begin Passage provided
# First steps in making my first Fursona?



## Troxt (Mar 6, 2016)

Well, I want to create my first fursona, basically. And one problem I'm running into is making it unique.
I don't have much, but what I do have about it right now is:
Name: Troxt
Characteristics/Personality: Random, Funny, laughs at almost everything
Appearance: Fox, always wears a hoodie

Now that's all I have for it and (at least to me) it looks like it needs some work. I was wondering if you guys could help me make him more unique. Especially on the appearance side, because just a fox is really bland. Maybe if there's also some other aspects that I don't have anything for (which there is most likely going to be, looking at the small amount I have as of now).

Thanks!

EDIT: I read the comments and I think maybe fixed the 'unique' pet peeve of mine. I though it would be cool if (As Sforzie said) his tail was a different color. So I thought that his ears and tail could be tipped blue and he could have just some minor accessory differences like: [updating an old one] a grey hoodie, blue bracelet(s) on his left hand, maybe like white sweatpants, etc. That's all I have though of as of now, what are your thoughts on these?


----------



## Sforzie (Mar 6, 2016)

Well, it doesn't have to be super unique and complicated. Not every fursona has to be nine colors with spots and stripes and whatnot. If your first instinct is fox in a hoodie, then that's fine. Maybe elaborate more on the general foxiness. What kind of fox is he? There are a dozen or more sorts of foxes. Is he the normal coloration for that particular type of fox? Maybe he's normal but the tip of his tail is purple for some reason. What color are his eyes? What does his hoodie look like? Flesh your fox out with basic details that would distinguish him from foxes of his type. (Remember, the more complicated you make your fursona, the more expensive it can be to get art and whatnot made of them.) Once you get that down, and get more comfortable with your new fox friend, then you can worry about sprucing him up more.


----------



## Kuzooma1 (Mar 6, 2016)

I can think of few ways to make your fursona unique.

One way to make your fursona unique is look at other people fursonas see if there's are key features you recognize  as common and try to add or subtract a to your design. For example, if you wanted to make a fox fursonas you have look up others fox fursonas, take notes on you like or don't like from them, possibly 5 each, and then make your fursonas using what you think will work for you. You'll still have make a few drafts to make sure that your fursona doesn't look like you copy a simular design but that can be easy to do if keep open mind on making something unique you came up with.
end Passage provided
begin Information shown
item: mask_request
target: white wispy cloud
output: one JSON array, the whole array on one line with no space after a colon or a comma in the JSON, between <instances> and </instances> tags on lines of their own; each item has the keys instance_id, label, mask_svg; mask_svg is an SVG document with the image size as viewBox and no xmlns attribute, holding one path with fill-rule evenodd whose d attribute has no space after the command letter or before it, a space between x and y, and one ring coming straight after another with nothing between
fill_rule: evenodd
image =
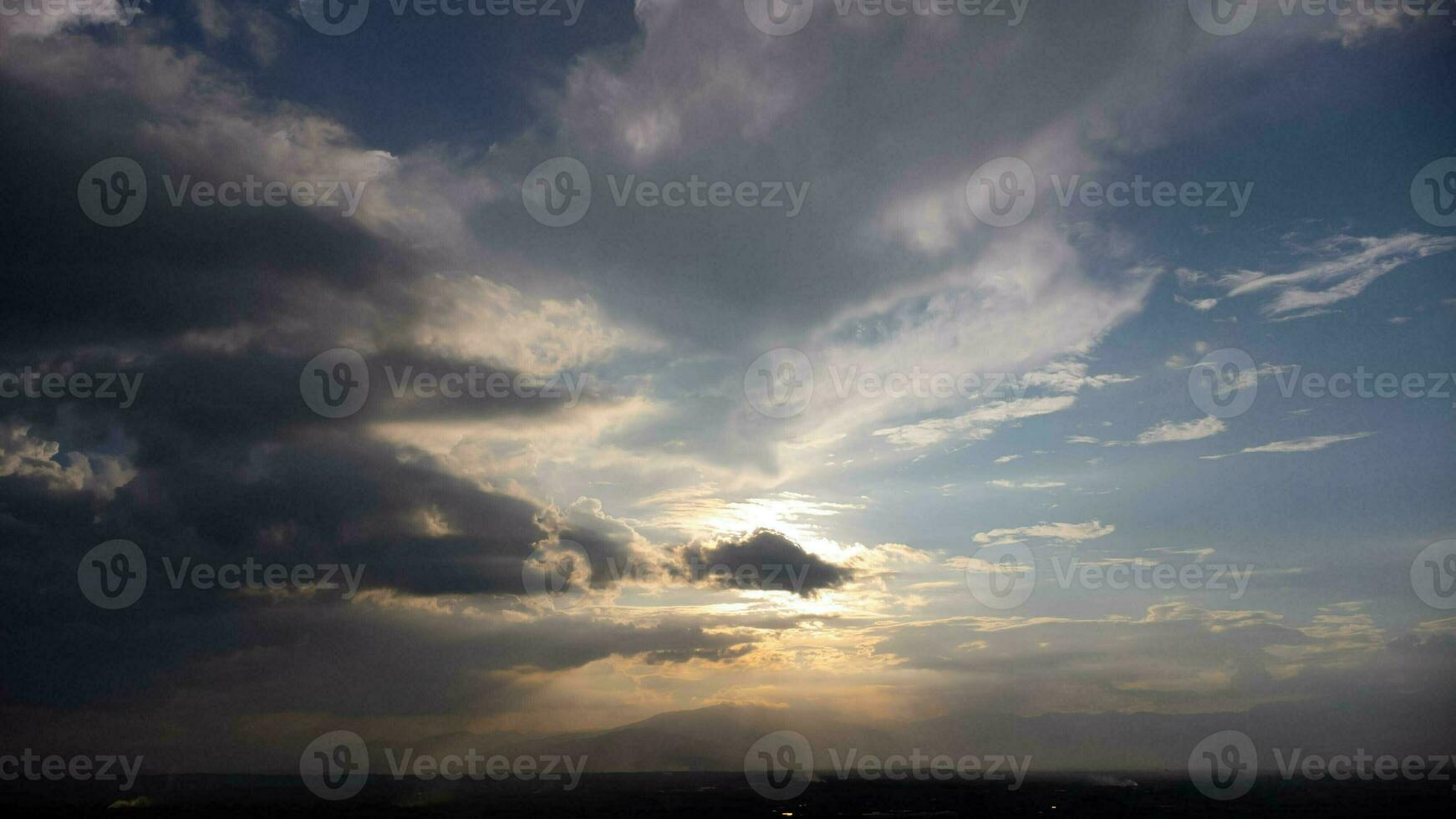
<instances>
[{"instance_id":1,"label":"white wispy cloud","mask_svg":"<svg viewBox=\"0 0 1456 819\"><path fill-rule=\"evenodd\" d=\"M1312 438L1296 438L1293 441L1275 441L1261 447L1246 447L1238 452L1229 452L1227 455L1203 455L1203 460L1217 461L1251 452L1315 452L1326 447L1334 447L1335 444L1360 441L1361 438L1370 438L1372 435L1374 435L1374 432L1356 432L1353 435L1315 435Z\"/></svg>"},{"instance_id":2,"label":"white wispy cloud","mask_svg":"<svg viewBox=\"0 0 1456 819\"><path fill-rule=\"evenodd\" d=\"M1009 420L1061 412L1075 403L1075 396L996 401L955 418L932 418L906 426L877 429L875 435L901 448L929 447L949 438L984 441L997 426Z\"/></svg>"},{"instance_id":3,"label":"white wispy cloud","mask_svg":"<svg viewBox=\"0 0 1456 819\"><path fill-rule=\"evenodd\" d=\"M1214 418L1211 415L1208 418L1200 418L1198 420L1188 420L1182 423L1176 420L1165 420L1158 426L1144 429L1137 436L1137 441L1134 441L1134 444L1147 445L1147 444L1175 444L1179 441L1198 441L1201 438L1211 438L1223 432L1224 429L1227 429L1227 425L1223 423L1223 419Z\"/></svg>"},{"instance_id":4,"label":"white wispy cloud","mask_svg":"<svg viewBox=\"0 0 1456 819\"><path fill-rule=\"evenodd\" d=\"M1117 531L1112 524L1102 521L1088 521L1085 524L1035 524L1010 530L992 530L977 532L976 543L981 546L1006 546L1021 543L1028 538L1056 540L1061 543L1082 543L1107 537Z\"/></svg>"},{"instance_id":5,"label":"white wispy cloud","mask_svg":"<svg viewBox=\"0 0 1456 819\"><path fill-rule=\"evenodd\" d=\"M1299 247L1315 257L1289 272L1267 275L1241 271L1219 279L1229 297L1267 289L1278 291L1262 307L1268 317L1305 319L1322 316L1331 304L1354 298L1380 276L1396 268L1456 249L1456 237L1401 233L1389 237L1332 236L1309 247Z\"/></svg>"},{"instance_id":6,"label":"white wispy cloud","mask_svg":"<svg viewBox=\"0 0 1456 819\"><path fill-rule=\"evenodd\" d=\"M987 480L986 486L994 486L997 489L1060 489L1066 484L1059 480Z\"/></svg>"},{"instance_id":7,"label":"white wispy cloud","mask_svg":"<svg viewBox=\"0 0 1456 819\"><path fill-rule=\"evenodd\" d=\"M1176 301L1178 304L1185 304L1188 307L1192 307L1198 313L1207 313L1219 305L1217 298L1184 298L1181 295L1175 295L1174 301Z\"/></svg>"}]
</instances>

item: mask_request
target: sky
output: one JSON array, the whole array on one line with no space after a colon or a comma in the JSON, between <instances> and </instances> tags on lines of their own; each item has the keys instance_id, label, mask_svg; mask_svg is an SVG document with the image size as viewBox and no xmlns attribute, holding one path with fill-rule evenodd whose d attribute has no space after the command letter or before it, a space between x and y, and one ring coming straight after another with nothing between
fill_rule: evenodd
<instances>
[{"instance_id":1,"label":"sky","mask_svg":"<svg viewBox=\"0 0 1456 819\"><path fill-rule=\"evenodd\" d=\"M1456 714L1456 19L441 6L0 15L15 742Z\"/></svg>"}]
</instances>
end Information shown
begin Information shown
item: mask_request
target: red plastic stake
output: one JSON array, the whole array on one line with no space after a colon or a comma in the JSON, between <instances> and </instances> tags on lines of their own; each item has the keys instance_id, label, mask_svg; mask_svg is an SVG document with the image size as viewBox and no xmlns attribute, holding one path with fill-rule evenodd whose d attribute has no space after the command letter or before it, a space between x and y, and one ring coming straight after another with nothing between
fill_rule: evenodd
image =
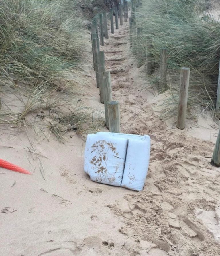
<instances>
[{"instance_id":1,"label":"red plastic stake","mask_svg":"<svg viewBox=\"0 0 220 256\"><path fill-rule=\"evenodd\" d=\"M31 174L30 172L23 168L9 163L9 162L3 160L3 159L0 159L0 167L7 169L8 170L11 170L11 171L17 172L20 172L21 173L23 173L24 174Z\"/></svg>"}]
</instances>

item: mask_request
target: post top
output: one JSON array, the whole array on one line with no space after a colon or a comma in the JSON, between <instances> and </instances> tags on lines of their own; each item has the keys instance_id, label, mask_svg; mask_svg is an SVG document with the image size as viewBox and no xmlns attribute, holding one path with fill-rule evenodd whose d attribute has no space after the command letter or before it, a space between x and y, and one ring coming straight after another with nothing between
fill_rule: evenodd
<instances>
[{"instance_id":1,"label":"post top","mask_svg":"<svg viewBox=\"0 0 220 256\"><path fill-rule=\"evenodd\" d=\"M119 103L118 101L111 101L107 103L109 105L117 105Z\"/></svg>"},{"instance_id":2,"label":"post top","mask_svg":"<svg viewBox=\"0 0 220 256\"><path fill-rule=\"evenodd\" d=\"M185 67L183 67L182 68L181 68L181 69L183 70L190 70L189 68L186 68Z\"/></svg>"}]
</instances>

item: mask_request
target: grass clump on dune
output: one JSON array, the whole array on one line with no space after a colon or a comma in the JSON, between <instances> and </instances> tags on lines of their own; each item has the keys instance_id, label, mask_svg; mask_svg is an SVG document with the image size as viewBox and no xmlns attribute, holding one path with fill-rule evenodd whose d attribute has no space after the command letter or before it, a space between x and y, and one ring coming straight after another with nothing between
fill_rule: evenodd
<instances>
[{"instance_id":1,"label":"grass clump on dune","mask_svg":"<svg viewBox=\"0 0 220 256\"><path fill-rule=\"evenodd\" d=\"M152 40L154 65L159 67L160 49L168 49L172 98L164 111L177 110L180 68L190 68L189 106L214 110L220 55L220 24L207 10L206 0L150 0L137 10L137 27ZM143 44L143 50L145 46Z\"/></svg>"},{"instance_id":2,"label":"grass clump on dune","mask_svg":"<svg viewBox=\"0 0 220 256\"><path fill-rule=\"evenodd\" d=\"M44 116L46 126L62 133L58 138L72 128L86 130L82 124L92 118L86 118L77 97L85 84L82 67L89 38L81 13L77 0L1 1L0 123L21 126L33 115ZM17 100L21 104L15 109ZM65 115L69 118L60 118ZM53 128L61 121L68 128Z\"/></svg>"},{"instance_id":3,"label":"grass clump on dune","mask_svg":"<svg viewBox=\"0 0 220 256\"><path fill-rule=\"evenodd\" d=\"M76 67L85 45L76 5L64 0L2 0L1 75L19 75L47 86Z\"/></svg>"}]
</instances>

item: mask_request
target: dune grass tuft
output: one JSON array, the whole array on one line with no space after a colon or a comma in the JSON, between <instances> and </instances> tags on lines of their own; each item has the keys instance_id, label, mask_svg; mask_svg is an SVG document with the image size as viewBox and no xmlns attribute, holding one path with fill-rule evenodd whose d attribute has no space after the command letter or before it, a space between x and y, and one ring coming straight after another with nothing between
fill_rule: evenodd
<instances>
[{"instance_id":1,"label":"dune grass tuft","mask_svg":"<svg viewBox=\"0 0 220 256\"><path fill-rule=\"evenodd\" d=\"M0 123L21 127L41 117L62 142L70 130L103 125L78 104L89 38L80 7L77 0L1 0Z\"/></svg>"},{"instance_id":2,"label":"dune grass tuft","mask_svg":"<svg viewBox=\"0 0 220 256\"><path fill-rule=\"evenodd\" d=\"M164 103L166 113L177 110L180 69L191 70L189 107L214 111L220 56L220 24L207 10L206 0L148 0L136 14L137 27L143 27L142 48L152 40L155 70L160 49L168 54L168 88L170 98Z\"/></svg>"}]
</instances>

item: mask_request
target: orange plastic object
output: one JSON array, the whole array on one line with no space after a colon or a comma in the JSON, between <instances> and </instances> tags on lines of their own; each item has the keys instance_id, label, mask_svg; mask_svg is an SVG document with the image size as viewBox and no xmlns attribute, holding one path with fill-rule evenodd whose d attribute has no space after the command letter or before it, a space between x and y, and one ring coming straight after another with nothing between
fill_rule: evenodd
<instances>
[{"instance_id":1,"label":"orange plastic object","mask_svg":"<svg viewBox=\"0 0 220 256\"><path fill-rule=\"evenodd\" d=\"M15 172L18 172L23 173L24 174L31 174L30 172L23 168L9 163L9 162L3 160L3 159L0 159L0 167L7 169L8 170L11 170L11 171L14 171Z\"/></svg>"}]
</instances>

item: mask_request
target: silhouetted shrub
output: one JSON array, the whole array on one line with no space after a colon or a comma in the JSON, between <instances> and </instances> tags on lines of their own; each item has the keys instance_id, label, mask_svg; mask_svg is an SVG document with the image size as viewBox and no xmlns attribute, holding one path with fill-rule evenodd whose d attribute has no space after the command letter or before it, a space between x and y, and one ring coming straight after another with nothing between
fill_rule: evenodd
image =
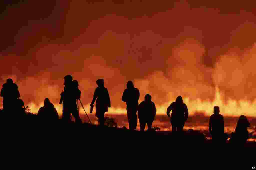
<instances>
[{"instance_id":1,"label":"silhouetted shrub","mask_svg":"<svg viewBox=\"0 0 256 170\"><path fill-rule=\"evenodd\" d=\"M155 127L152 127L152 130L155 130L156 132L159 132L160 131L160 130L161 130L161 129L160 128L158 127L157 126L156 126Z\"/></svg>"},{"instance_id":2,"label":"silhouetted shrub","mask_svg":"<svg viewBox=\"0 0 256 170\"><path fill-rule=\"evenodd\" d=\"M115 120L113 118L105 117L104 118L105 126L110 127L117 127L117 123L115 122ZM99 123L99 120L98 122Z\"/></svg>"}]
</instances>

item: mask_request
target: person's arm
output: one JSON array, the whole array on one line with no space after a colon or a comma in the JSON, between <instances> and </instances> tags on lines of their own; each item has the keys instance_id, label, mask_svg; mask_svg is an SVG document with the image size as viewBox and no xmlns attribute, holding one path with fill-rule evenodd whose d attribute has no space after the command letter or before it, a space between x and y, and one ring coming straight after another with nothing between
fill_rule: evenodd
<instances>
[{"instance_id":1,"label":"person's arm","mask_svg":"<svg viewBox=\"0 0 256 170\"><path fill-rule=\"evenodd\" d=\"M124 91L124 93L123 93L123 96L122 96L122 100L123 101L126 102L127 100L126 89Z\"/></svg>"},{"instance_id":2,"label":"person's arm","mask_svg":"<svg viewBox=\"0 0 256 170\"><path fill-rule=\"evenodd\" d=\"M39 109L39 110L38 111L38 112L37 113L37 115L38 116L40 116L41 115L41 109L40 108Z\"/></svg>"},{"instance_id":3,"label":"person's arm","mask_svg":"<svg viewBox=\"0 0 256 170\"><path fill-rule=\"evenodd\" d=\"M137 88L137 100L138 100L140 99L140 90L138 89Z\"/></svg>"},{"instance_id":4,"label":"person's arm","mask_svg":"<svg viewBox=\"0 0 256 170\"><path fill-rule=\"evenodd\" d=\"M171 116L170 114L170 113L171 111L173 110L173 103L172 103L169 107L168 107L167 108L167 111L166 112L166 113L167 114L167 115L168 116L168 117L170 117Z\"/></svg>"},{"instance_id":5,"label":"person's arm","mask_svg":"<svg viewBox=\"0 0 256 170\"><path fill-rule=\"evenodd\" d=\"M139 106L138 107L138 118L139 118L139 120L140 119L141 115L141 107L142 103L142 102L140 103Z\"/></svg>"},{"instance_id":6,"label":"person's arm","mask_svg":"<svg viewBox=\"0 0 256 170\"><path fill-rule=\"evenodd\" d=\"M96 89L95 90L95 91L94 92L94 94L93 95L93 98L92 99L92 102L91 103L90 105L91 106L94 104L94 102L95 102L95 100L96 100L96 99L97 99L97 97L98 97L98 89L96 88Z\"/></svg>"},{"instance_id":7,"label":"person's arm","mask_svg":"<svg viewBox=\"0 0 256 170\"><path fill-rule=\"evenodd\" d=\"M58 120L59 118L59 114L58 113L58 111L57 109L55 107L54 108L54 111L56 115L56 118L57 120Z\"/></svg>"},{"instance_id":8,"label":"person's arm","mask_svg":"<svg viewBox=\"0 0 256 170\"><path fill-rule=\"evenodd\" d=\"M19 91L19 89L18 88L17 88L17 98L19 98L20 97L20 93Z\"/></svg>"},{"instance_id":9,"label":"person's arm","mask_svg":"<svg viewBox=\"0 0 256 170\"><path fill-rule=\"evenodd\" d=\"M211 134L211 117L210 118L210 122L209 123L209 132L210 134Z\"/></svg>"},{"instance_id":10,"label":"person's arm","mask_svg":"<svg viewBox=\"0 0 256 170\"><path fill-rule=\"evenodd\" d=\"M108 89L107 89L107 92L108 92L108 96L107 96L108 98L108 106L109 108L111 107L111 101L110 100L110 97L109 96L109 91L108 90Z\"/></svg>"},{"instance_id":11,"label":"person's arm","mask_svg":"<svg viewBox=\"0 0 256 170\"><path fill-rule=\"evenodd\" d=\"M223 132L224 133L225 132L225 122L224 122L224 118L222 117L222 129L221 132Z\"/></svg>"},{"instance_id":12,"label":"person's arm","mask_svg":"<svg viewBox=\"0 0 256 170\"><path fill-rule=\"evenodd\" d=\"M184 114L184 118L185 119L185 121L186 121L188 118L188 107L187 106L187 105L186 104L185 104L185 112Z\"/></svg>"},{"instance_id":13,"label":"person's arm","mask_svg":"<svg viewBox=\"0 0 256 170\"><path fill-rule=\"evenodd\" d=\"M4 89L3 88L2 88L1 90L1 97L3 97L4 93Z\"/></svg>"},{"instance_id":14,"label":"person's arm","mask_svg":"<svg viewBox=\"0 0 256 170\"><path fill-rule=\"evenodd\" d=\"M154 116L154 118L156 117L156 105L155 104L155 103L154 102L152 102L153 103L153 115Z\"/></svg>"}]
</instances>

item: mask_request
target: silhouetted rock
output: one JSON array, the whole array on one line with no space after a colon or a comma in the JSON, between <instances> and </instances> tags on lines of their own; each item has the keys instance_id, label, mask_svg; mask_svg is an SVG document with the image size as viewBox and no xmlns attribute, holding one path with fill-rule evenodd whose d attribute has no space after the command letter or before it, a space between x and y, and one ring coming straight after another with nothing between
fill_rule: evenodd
end Information shown
Requirement: Write what comes next in the forum thread about creating a first fursona, picking up after its final sentence. None of this data is needed.

Exercise answer:
Another way is to try to come up a theme for your fursona that you like and take to rhe extreme one draft at time. Like say you like punk rock and you wanted to your fursona's design. You take things that like in a punk rock in general from clothes, body language, hair styles you like to see on your fursona. Then you just you create draft drawing with you have in mind, then create 2 or more draft with similar designs but you  either add something  new that was absent from the original design and keep doing so until you feel you taken it enough. Then you choose the draft that you think is the right extreme for you. 

Possibly the easiest way to design your fursona is to just make a design that base on their love of animal they like. Choose a animal that you like the most and really think of why you like animal. How dose that relate to you? For example, a lot of people choose foxes  because the fox is related to beauty, the supernatural and intelligence, so they make a fursona using those themes. But doesn't mean that have to keep the same anthropomorphic design that you see in most fox design you can take the features and add things that highlight those key features. Like adding a three eye to fit the supernatural theme of the fox, or adding bird wings for beauty, or give you fursona a book to keep the intelligence, etc. 

The most important thing to keep mind is that you have fun making your fursona, you like seeing it in action when it's finished, and that your design is not absolute. You can mix and match what whatever you as you want as long as you enjoy did it. I hope that helps? Your not the first with this problem.


----------



## Strangeguy32000 (Mar 6, 2016)

Dack Applewold is actually the _fourth _in a series of characters I sketched up while creating my fursona/designing my fursuit.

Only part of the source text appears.